>> Start RECORD EXTRACTS
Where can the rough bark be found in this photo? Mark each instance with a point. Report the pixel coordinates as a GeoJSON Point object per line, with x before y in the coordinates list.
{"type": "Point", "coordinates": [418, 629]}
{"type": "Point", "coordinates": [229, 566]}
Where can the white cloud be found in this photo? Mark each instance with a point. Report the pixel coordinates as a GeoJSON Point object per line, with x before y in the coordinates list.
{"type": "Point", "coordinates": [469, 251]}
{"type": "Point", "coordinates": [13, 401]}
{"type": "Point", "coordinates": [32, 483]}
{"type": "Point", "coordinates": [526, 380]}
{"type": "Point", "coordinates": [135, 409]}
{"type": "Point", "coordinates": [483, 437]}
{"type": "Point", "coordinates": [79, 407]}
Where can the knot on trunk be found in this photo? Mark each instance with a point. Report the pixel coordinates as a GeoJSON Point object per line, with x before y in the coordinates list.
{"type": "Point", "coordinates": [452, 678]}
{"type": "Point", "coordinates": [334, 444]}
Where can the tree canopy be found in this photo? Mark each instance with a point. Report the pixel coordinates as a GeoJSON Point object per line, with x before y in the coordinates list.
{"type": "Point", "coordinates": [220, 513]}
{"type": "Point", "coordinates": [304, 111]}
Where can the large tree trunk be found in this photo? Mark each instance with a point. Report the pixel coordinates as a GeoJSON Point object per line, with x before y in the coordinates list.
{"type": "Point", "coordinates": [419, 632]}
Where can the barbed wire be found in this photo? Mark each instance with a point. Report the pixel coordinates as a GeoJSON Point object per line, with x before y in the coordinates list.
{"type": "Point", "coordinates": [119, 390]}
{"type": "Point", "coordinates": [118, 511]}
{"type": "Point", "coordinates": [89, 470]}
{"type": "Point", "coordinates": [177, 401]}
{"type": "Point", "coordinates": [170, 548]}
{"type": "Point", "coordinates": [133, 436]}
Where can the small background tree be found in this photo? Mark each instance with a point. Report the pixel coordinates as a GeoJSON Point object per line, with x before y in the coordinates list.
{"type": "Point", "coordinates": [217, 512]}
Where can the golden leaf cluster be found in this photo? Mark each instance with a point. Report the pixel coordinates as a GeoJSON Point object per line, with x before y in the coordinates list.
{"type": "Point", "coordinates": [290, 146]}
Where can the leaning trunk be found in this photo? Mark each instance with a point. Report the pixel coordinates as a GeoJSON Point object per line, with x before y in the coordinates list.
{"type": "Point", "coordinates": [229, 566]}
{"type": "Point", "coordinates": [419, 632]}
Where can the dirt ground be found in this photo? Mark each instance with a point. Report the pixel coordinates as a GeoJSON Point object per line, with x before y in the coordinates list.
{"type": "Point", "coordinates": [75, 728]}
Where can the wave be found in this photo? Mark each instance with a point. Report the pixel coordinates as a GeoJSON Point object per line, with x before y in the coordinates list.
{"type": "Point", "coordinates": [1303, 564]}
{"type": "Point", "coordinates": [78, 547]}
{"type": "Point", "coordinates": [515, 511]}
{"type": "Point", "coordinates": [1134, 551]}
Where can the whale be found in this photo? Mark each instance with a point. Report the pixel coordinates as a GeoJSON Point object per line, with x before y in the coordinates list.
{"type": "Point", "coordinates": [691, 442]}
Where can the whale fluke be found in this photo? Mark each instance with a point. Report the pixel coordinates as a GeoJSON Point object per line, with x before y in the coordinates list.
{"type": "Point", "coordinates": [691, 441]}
>> End RECORD EXTRACTS
- _DIRECTION_:
Please quote nothing but the lines from the line with "Where can the whale be" through the end of the data above, exactly as written, ends included.

- _WRITTEN SOLUTION_:
Where can the whale be found in this photo? Mark each instance with a point. Report the pixel coordinates as a GeoJSON Point object per line, with x before y in the coordinates list.
{"type": "Point", "coordinates": [691, 442]}
Where can the whale fluke be found in this photo? Mark each instance with a point. Report the pixel coordinates as a GeoJSON Point object per line, with x before y in the coordinates list.
{"type": "Point", "coordinates": [691, 441]}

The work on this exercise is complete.